## WORK TO DO
Print the records again, character for character.

## DATASET RECORDS
-*-
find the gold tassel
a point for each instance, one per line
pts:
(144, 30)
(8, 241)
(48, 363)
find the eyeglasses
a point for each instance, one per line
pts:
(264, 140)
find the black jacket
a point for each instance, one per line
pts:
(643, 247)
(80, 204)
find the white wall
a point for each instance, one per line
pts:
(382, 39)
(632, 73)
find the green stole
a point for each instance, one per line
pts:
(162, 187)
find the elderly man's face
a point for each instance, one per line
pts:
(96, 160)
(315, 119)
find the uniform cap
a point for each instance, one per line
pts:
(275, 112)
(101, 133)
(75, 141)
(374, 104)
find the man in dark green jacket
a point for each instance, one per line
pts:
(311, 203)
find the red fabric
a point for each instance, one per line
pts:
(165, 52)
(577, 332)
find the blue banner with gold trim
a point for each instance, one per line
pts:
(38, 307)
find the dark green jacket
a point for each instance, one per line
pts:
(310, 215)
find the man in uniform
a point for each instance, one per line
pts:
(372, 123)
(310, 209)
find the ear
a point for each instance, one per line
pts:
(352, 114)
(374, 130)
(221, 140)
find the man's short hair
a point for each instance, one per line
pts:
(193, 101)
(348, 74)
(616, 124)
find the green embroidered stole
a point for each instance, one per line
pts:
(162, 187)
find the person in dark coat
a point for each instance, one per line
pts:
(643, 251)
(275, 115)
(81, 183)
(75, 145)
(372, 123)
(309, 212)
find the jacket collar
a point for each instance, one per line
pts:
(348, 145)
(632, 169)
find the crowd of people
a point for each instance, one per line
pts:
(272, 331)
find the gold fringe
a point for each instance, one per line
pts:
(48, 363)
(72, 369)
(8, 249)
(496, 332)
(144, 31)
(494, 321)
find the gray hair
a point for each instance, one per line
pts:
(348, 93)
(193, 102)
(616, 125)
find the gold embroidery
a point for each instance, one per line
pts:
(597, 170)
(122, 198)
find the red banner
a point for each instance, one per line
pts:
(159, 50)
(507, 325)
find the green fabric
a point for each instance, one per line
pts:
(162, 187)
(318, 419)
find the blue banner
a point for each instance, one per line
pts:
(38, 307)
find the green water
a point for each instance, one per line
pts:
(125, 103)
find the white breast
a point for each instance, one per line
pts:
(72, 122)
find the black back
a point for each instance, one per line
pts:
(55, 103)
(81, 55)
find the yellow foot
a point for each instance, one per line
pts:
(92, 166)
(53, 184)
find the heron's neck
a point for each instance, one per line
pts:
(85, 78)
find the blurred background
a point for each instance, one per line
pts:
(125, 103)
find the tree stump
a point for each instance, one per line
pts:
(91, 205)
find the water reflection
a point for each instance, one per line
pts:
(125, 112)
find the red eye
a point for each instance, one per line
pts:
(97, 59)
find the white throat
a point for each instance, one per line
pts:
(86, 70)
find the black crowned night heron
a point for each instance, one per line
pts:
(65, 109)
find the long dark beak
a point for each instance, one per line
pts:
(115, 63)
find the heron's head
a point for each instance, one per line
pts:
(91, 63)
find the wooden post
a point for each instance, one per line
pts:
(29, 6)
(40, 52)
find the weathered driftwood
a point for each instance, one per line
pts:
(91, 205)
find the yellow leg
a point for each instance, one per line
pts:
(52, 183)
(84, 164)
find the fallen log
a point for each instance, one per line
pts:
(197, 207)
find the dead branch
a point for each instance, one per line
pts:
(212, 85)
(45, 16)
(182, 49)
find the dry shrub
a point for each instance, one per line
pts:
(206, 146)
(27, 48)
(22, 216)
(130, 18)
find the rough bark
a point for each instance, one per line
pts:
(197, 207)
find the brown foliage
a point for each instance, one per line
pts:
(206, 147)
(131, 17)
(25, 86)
-*-
## ANSWER FOR THE TASK
find the gold tassel
a point for each instance, one per line
pts:
(144, 30)
(8, 241)
(48, 363)
find the eyeglasses
a point for each instance, one per line
pts:
(264, 140)
find the black jacket
a point for each instance, one per line
pts:
(643, 247)
(80, 204)
find the white wall
a point for each instance, one per line
pts:
(382, 39)
(632, 73)
find the green stole
a point for each instance, one per line
pts:
(162, 187)
find the elderly man's face
a point for each instance, one per line
pts:
(96, 160)
(315, 119)
find the uniform cap
a point for each instance, one per line
pts:
(275, 112)
(101, 133)
(75, 141)
(374, 104)
find the man in dark green jacket
a point for each instance, one per line
pts:
(311, 203)
find the red fabric
a point for each instance, one per line
pts:
(165, 52)
(577, 332)
find the blue banner with gold trim
a point for each instance, one per line
pts:
(38, 307)
find the dark green jacket
a point for each instance, one per line
pts:
(310, 215)
find the man in uniform
a point for each instance, one per line
pts:
(372, 123)
(310, 209)
find the ear
a point for each instance, one per line
pts:
(352, 114)
(374, 130)
(221, 140)
find the man's short hair
a point for each instance, one per line
pts:
(193, 101)
(348, 74)
(616, 124)
find the green embroidered stole
a point for each instance, one per line
pts:
(162, 187)
find the person in dark coat
a point for each instance, one per line
pts:
(643, 251)
(275, 115)
(81, 183)
(75, 145)
(372, 123)
(309, 212)
find the jacket collar
a point for each instance, one per line
pts:
(348, 145)
(632, 169)
find the crowd of people
a point for each instance, one per line
pts:
(272, 331)
find the gold fringe
a point for each instance, one per line
pts:
(48, 363)
(72, 369)
(8, 249)
(496, 332)
(144, 31)
(494, 321)
find the gray hair
a point for each instance, one per line
pts:
(348, 93)
(193, 102)
(616, 125)
find the gold embroidery
a point for each instance, one per line
pts:
(597, 170)
(122, 198)
find the red banner
a point for each instance, one per line
pts:
(159, 50)
(507, 325)
find the green fabric
a point for each instance, one per line
pts:
(162, 187)
(318, 419)
find the blue banner
a point for each instance, one per line
pts:
(38, 307)
find the green water
a point for each instance, one per line
pts:
(125, 103)
find the white breast
a point for each instance, one per line
pts:
(72, 122)
find the black back
a point for each instance, one per line
pts:
(55, 103)
(81, 55)
find the yellow foot
a point for each instance, one per line
pts:
(92, 166)
(53, 184)
find the heron's neck
a point for each instance, one per line
pts:
(85, 78)
find the blurred background
a point for each instance, one per line
pts:
(125, 103)
find the tree stump
a point for each instance, one per line
pts:
(91, 205)
find the water reflection
a point for each instance, one per line
pts:
(125, 112)
find the red eye
a point for each instance, one per line
pts:
(97, 59)
find the white throat
a point for each instance, one per line
pts:
(86, 70)
find the black crowned night heron
a point for each instance, one per line
pts:
(65, 109)
find the long dark beak
a point for each instance, one per line
pts:
(115, 63)
find the heron's head
a point for each instance, one per line
pts:
(91, 63)
find the wooden post
a point for each instance, one per line
pts:
(29, 6)
(40, 52)
find the weathered driftwood
a point for each instance, one per line
pts:
(91, 205)
find the yellow leg
a point for each instance, one per line
pts:
(52, 183)
(84, 164)
find the fallen log
a point for each instance, one per line
pts:
(197, 207)
find the dead branch
a point for each instance, one per line
pts:
(212, 85)
(45, 16)
(182, 49)
find the dry shrub
a point for each instance, one per line
pts:
(206, 146)
(27, 48)
(22, 216)
(130, 18)
find the rough bark
a point for each instance, one per line
pts:
(197, 207)
find the brown foliage
a point for each instance, one per line
pts:
(206, 147)
(131, 17)
(25, 86)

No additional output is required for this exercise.